_WHAT YOU WILL DO:_
What you produce should be an exact transcription of the data, minus any pictures.

_RECORDS SHOWN:_
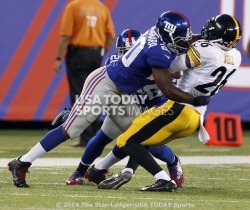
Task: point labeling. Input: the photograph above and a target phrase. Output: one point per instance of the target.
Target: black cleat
(95, 175)
(116, 181)
(161, 185)
(19, 170)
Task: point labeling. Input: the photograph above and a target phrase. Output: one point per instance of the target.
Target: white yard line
(185, 160)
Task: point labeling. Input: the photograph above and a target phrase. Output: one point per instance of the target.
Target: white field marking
(221, 150)
(65, 151)
(135, 198)
(185, 160)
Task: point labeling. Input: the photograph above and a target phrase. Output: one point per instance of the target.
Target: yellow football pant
(159, 126)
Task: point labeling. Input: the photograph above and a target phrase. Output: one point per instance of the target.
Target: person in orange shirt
(248, 48)
(86, 34)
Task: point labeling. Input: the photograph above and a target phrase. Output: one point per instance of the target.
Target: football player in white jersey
(145, 64)
(208, 65)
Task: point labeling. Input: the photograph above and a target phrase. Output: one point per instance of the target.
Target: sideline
(185, 160)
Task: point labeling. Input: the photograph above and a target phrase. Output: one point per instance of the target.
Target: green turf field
(206, 187)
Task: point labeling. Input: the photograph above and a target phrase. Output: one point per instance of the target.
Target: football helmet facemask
(175, 31)
(126, 40)
(223, 29)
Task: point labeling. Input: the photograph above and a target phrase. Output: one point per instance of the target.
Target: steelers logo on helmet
(175, 31)
(225, 30)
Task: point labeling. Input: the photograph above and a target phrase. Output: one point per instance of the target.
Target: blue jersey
(111, 59)
(154, 96)
(133, 72)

_EXERCISE ANSWER:_
Task: point labeling. Input: the photograph above and a target phrase. Output: one point per instance of the target.
Target: black cleat
(95, 175)
(116, 181)
(161, 185)
(19, 170)
Task: point labeling. Input: the photograph above and a target phrase. Output: one point per instance of the target.
Target: white yard line
(185, 160)
Task: point labeling. Input: the photograph above and a target phrase. Output: one point per instance of the target.
Target: white field marking
(221, 150)
(65, 151)
(135, 198)
(185, 160)
Task: point labeling. Input: the photograph above and a target phrase. Output: one point per instance of the target.
Target: yellow football pant
(159, 126)
Task: point labeling. Input: the photograph above and a target phrase. Output: one point per instance of the target.
Target: person in orange shirt
(248, 48)
(86, 34)
Task: point labeling. Input: the photograph above and a target phrase. Output: one point per instance of the target.
Target: football player in white jersey
(145, 64)
(208, 65)
Task: point labeling. Input: the photograph above and a target phrase. Output: one point per instance of the target.
Target: sideline
(185, 160)
Task: point labeling. Input: the photograph above and a target phrase. Output: one point per instance of the target.
Target: green turf field
(206, 187)
Task: point labeling. Input: the photograph above and a target phrase. Output: one point per instance of the target.
Target: football helmet facemask
(175, 31)
(126, 40)
(223, 29)
Task: point labeling. Input: the photograph above and a target phrase. Output: one point per instance of the target.
Target: steelers logo on helmet
(175, 31)
(225, 30)
Task: point labeling. Input: the photograph above and a target phrase. Output: one point per instance of the target.
Target: blue jersey
(111, 59)
(154, 96)
(133, 72)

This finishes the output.